Votre consigne:
Extrayez toutes les lignes ci-dessous et recopiez-les à l'identique, sans en changer un seul caractère.

(Lignes du jeu de données de pointage d'objets)
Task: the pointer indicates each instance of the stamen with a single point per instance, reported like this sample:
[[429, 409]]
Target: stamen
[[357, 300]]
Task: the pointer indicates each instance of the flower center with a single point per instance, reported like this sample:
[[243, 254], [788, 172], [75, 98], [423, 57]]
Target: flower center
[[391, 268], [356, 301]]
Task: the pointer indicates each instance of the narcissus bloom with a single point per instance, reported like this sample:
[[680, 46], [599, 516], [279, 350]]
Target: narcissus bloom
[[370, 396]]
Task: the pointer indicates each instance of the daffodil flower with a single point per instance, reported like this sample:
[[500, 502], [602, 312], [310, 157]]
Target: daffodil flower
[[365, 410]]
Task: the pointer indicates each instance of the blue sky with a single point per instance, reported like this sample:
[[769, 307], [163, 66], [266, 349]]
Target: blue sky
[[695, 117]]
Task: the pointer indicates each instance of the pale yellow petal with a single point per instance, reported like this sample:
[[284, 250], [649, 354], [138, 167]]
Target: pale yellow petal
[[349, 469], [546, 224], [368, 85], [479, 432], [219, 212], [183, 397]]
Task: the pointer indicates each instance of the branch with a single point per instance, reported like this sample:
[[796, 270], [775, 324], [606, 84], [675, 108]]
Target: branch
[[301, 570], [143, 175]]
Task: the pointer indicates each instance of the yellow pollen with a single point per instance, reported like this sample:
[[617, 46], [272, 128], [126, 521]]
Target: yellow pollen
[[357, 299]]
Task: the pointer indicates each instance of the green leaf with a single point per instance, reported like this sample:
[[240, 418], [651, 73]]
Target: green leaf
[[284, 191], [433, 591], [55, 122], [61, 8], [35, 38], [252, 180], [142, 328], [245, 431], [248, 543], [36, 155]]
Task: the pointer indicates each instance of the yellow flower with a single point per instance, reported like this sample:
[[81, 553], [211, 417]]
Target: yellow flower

Solution rédigée:
Task: the pointer indicates each instance of the stamen with a single point per instance, reported like this sample:
[[429, 409]]
Target: stamen
[[357, 300]]
Task: the pointer indicates each instance of the flower center with a single point per instance, reported like this sample:
[[243, 254], [788, 172], [75, 98], [423, 57]]
Target: flower center
[[391, 268], [356, 301]]
Task: the pointer indicates each instance of the narcissus bloom with a single point per instance, reported like this sample:
[[680, 46], [599, 516], [279, 350]]
Target: narcissus bloom
[[370, 396]]
Task: the pointer indicates each instance of the daffodil flower with a single point per instance, reported like this sample:
[[500, 502], [602, 312], [310, 157]]
Target: daffodil flower
[[365, 410]]
Task: the pointer indicates each instance of the blue sky with a single point per instance, reported like this sample:
[[769, 307], [163, 66], [266, 349]]
Target: blue sky
[[695, 117]]
Task: the pointer indicates each instance of the pale yellow petal with a single point per instance, reported like this sample:
[[284, 250], [649, 354], [138, 167]]
Target: pale yellow petal
[[349, 469], [546, 224], [368, 85], [479, 432], [219, 212], [183, 397]]
Task: the pointer indicates each instance of the branch with a single point per instance, reported like this sample:
[[796, 270], [775, 324], [606, 84], [675, 108]]
Target: branch
[[301, 570], [143, 175]]
Task: the pointer indicates each instance of the yellow pollen with a single point per instance, reported like this sample:
[[617, 46], [272, 128], [126, 521]]
Target: yellow pollen
[[357, 299]]
Task: the pointer indicates each instance of the green leaf with a single point per instance, reported like this sample:
[[240, 418], [651, 73]]
Target: green leaf
[[284, 191], [433, 591], [55, 122], [61, 8], [35, 38], [252, 180], [142, 328], [245, 431], [248, 543], [36, 155]]
Task: the pointer indicates each instance of the yellow flower with a single point per instance, reported like this sample:
[[81, 553], [211, 417]]
Target: yellow flower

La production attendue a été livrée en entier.